# ASSIGNED TASK:
For each statement, say yes or no to whether it agrees with the passage on viral gene expression and replication, and quote the words of the passage that decide it. 1. The late proteins are the structural proteins L1 and L2. 2. Plasmid replication takes place in differentiated keratinocytes. 3. Both strands of the genome are transcribed.

# DOCUMENT PASSAGE:
On rare non-specific recombination, the viral genome can be integrated in host chromosome. This inactivates the integrated virus but can gives the host cell a replicative advantage sometimes leading to malignant tumours.

GENE EXPRESSION

Only one strand of the genome is transcribed and yield two classes of proteins expressed by alternative splicing :
a) Early Proteins: non-structural regulatory proteins (E1-E7).
b) Late Proteins: the structural proteins L1 and L2. E7 can be expressed by leaky scanning from the E6 mRNA.

REPLICATION

NUCLEAR

Replication is divided in two distinct steps that are linked to the differentiation state of the host epithelial cell:

a) The plasmid replication takes place in the basal squamous epithelial cells. It corresponds to viral DNA replication in synchrony with the host cell chromosome in order to ensures an average of one viral genome per basal cell.

  1. Attachment of the viral proteins to host receptors mediates endocytosis into vesicles in the basal squamous epithelial cell.
  2. Transport to the nucleus and uncoating of the viral DNA.
  3. Early-region transcription and translation of the early proteins.
  4. Steady-state viral DNA nuclear replication. Requires the origin of DNA replication in cis and the viral E1 and E2 proteins in trans.

b) The vegetative replication, which occurs in differentiated keratinocytes. In these cells, which no longer undergo cellular DNA synthesis, there is a burst of viral DNA synthesis with active production of virions.

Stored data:

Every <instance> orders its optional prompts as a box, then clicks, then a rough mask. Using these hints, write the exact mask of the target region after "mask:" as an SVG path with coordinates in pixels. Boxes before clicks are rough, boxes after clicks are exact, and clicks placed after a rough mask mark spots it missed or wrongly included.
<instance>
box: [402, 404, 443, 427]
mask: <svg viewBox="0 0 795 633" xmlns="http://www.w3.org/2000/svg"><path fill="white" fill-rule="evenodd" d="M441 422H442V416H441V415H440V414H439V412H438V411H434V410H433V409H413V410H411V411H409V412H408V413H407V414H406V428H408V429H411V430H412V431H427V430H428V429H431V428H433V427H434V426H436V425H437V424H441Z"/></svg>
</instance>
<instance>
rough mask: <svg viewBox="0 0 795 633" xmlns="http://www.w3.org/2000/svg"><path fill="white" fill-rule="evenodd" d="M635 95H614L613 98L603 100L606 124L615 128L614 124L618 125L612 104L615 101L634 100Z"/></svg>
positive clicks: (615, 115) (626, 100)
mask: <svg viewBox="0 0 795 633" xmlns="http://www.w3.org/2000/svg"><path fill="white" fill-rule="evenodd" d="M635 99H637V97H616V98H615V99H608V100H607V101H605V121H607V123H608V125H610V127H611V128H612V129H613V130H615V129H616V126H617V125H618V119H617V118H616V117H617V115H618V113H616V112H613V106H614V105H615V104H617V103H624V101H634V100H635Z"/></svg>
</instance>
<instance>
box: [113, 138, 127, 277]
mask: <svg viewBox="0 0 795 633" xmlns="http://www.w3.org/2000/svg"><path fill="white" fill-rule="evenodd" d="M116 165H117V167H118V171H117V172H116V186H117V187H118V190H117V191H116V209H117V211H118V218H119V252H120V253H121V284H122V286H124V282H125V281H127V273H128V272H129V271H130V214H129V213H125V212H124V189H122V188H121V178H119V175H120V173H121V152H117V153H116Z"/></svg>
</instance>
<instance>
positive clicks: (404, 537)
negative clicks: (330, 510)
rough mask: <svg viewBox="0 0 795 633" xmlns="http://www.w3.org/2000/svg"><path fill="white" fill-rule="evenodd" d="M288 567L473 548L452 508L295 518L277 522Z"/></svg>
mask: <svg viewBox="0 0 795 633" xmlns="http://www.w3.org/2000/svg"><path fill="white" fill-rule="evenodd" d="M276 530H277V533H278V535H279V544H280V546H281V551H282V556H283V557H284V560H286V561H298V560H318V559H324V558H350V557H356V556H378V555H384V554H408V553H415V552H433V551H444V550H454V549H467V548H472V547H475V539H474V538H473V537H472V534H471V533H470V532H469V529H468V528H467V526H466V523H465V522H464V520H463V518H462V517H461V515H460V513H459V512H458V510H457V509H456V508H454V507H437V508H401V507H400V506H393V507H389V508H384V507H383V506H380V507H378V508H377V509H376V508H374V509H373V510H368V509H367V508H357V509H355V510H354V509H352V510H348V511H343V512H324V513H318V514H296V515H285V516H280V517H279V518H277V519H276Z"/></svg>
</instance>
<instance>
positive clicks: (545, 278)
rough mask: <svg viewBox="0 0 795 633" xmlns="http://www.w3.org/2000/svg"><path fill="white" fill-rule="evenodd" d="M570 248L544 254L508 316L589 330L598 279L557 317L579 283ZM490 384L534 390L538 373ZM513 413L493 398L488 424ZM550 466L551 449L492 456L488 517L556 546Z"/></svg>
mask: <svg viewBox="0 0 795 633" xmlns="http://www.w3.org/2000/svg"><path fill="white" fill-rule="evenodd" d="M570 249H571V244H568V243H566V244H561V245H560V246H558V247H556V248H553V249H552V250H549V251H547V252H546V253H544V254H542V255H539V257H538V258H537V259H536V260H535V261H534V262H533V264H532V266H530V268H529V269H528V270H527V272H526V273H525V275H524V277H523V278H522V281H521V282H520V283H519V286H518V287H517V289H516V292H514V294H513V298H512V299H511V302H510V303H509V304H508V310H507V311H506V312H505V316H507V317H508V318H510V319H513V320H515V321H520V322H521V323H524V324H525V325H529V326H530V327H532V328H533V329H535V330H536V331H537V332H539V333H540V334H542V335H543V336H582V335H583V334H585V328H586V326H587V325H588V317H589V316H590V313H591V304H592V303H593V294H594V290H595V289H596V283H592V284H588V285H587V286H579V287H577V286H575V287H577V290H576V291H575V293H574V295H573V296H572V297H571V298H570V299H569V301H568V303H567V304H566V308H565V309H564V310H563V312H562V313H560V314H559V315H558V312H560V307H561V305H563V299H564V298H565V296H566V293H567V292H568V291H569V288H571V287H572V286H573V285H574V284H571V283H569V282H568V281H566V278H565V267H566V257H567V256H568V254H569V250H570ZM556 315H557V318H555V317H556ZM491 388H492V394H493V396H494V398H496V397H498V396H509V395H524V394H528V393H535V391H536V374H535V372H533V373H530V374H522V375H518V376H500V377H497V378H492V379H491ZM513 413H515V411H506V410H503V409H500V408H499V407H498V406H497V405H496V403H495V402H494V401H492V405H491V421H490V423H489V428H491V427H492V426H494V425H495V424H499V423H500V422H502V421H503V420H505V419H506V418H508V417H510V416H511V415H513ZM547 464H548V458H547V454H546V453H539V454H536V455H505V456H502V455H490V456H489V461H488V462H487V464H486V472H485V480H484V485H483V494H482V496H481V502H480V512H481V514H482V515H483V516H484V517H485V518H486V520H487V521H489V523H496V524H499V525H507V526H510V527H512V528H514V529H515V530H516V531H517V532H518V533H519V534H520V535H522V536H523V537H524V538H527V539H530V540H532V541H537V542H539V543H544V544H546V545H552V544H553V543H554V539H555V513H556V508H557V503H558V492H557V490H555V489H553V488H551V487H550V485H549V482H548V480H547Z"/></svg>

# SOLUTION TO THE PROBLEM:
1. Yes: "Late Proteins: the structural proteins L1 and L2."
2. No: "The plasmid replication takes place in the basal squamous epithelial cells."
3. No: "Only one strand of the genome is transcribed"